_Required actions_:
- a) What was Julie Lowes' first job in health care, according to the article about her?
- b) Please print the section of the article about Julie Lowes that begins at the words "Though she has" and stops after "improvements for Lowes.".

*** Source passage Section Begins ***

Skip to content

In health care, it does take a team

Julie Lowes is the manager at the Queen Victoria Hospital in Revelstoke
15790060_web1_190306-RTR-julie-lowes_1
Julie Lowes is the site manager for the hospital in Revelstoke. (Jocelyn Doll/Revelstoke Review)

Julie Lowes’ first job in health care was as a unit clerk at a psychiatric hospital where her grandfather used to work.

She was straight out of post-secondary with a business and finance diploma and there weren’t many jobs in the northeast United Kingdom at the time. Luckily, she loved it.

“I was like ‘this is the kind of workplace that I want to work in,’” Lowes recalled.

She was there for a year and a half before she moved on to another job.

“I knew I had it in me to do more and I wanted to do more, I wanted to learn more,” she said.

From there she took an administrative role working with a team of social workers that provided seniors’ services as well as rapid response for children at risk.

But the stress levels were high and Lowes knew she couldn’t do the job for long.

Her next move was into a position with the National Health Service as a financial management assistant.

She quickly moved through the ranks and began studying to be a management accountant-in hopes of bolstering her application to be a Canadian resident.

“I guess it wasn’t uncommon—(my husband]) used to laugh at me—I’d be sitting up in bed with my books in front of me and I’d fallen asleep,” Lowes said.

After waiting years for the application to be processed, Lowes and her husband moved to Kelowna and she started a job with Interior Health.

About a year later in 2008, they moved to Revelstoke where Lowes took on a new position as the site manager at the Queen Victoria Hospital.

“Kelowna is a lovely place, we loved it, but there was just something missing,” Lowes said.

“It was not quite the Canadian dream that we had mapped in our head.”

This is Lowes’ 11th year in her job with the hospital, and she still loves the work.

“People say, ‘Do you like you’re job?’ I love it, I am really driven by it,” she said.

“I really love the variety of the work as I say. What makes it as well is when you have a team that is positive and works with you.”

Though she has no official health care education, she had a lot of experience working with a multi-disciplinary team at the National Health Service.

“To me it is the big team and I want input from all of the team, because that’s how we can get the success, by everybody on the same page, by everybody working together for the same purpose,” she said.

From supporting one of the housekeepers to completing a course in medical device processing to rethinking the floor plan to ensure that staff aren’t walking across the hospital to seek out supplies, it is all about improvements for Lowes.

“That is one of the biggest challenges in health care as well as expanding populations,” she said.

“Expanding needs, from a health care perspective, of our aging population. It’s that whole question of how can we possibly sustain this going forward?”

However, Lowes is hopeful. She pulls ideas from her team at the hospital, the team of physicians in town, the community, as well as the managerial supports available to her through Interior Health.

“It’s impossible for one person to do it all,” she said.

*** Source passage Section Ends ***
*** Listed entries Section Begins ***

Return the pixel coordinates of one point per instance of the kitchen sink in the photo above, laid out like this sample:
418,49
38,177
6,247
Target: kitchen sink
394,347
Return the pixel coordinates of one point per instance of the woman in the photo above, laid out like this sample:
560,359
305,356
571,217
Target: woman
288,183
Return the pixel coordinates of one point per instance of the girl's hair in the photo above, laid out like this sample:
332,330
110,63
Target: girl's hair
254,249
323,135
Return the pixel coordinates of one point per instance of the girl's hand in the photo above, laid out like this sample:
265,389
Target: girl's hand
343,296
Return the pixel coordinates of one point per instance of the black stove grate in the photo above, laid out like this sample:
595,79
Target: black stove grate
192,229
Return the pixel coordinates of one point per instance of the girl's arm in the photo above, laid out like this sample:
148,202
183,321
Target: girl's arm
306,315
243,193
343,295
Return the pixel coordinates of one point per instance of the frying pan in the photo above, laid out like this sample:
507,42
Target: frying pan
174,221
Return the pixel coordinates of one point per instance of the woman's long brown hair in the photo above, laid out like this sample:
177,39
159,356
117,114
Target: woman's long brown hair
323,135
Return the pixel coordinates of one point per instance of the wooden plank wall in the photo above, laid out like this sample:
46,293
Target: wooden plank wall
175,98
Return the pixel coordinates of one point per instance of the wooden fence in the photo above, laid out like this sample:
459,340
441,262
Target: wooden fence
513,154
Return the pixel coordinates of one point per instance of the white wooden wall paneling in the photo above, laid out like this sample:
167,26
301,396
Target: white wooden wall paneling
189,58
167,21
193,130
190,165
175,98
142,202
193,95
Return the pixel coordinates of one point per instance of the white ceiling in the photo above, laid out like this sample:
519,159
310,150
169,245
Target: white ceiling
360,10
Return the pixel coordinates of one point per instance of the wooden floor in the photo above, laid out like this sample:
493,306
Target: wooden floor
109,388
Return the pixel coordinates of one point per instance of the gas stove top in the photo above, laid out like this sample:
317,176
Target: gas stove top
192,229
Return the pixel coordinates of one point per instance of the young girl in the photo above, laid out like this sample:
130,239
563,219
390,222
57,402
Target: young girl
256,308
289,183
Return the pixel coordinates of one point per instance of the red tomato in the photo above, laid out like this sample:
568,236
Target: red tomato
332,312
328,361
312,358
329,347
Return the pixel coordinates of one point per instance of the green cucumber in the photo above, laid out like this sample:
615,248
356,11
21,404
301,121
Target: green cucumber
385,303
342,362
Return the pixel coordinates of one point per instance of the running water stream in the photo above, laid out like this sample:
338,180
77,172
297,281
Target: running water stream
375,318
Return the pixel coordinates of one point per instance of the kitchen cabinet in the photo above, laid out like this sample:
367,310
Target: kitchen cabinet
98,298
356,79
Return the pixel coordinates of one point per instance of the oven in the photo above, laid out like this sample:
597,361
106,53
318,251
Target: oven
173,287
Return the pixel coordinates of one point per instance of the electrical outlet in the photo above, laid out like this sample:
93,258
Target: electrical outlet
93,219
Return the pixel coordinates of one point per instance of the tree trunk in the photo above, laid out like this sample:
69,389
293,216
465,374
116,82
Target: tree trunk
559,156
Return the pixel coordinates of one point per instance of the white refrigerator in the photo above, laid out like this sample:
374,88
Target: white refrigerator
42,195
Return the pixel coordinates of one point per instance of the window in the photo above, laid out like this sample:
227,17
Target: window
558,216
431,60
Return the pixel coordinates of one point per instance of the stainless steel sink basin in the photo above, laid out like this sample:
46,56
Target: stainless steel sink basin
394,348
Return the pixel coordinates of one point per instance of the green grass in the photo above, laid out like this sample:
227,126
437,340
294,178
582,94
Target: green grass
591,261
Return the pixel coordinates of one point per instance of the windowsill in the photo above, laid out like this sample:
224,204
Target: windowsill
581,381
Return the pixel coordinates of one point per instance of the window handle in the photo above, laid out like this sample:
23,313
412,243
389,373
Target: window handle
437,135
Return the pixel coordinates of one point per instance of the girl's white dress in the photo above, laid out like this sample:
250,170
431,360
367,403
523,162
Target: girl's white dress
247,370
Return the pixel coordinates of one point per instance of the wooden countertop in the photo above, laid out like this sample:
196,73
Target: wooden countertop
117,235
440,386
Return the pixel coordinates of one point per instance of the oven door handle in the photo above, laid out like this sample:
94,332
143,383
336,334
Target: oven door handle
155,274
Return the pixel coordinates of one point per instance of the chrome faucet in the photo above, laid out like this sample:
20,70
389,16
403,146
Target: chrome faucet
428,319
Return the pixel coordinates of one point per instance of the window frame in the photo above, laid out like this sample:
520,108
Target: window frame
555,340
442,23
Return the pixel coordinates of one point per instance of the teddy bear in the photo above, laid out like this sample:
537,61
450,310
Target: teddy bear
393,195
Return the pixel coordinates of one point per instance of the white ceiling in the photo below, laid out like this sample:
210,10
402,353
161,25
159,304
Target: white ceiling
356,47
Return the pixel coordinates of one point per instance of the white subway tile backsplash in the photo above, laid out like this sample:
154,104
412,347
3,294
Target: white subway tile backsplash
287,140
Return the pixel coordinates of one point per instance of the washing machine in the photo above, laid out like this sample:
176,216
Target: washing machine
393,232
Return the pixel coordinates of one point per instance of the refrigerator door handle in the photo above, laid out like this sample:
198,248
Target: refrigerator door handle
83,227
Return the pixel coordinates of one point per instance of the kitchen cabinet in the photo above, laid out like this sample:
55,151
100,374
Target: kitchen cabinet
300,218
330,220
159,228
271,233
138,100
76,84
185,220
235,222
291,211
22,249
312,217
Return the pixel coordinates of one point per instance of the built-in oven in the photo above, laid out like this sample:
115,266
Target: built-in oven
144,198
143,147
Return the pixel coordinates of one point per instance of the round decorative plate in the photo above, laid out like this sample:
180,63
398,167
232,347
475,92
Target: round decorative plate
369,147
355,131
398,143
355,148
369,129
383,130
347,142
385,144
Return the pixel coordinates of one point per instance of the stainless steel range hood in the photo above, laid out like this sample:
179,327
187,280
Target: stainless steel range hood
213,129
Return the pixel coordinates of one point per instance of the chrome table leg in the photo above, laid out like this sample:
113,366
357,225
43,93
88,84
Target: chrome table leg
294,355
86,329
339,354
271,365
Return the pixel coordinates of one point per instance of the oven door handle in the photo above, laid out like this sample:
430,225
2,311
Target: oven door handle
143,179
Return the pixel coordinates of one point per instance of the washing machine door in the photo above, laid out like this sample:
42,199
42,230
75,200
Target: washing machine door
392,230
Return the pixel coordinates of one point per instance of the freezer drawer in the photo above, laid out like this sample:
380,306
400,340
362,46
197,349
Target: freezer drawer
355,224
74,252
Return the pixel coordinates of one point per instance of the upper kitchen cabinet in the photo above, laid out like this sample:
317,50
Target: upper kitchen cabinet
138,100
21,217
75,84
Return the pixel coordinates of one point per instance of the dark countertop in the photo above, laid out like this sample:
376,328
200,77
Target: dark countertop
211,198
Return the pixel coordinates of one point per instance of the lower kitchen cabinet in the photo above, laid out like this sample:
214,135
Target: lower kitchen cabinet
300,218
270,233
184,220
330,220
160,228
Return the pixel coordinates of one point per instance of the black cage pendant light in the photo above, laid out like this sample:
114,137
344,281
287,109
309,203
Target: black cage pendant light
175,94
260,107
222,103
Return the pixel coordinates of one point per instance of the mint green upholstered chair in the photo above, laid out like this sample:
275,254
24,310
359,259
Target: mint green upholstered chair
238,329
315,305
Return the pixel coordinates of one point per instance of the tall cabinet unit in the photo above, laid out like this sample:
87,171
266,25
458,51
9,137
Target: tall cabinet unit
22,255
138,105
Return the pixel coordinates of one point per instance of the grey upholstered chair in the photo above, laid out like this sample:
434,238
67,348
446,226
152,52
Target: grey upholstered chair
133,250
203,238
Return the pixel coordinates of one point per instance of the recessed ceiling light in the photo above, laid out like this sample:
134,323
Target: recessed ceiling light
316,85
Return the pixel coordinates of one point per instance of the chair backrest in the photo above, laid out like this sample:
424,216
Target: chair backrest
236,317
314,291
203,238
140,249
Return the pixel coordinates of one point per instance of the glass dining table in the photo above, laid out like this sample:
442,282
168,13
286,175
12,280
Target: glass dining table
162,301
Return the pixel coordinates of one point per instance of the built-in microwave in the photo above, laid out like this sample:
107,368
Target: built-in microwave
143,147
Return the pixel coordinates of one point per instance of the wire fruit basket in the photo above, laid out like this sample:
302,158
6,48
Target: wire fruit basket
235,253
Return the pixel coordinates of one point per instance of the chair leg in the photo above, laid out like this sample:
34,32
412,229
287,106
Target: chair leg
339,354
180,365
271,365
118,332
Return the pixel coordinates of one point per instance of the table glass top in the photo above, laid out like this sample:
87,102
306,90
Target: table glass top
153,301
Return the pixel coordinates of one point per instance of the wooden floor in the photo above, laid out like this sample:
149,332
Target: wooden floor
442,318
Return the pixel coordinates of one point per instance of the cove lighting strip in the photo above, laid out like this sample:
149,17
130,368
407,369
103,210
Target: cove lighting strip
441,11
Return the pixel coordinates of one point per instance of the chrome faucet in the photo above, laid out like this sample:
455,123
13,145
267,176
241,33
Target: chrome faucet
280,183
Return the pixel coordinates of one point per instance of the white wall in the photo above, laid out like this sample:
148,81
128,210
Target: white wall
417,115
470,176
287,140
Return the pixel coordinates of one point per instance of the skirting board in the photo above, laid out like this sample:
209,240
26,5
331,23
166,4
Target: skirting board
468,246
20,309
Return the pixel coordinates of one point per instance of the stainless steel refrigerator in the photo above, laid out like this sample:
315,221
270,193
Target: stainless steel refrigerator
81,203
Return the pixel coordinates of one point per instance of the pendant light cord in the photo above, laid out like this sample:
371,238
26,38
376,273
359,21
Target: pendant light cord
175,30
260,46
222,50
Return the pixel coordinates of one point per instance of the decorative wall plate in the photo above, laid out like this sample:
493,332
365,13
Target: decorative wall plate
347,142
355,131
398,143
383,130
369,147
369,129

*** Listed entries Section Ends ***

_Written answers_:
- a) She was a unit clerk at a psychiatric hospital where her grandfather used to work.

- b)
Though she has no official health care education, she had a lot of experience working with a multi-disciplinary team at the National Health Service.

“To me it is the big team and I want input from all of the team, because that’s how we can get the success, by everybody on the same page, by everybody working together for the same purpose,” she said.

From supporting one of the housekeepers to completing a course in medical device processing to rethinking the floor plan to ensure that staff aren’t walking across the hospital to seek out supplies, it is all about improvements for Lowes.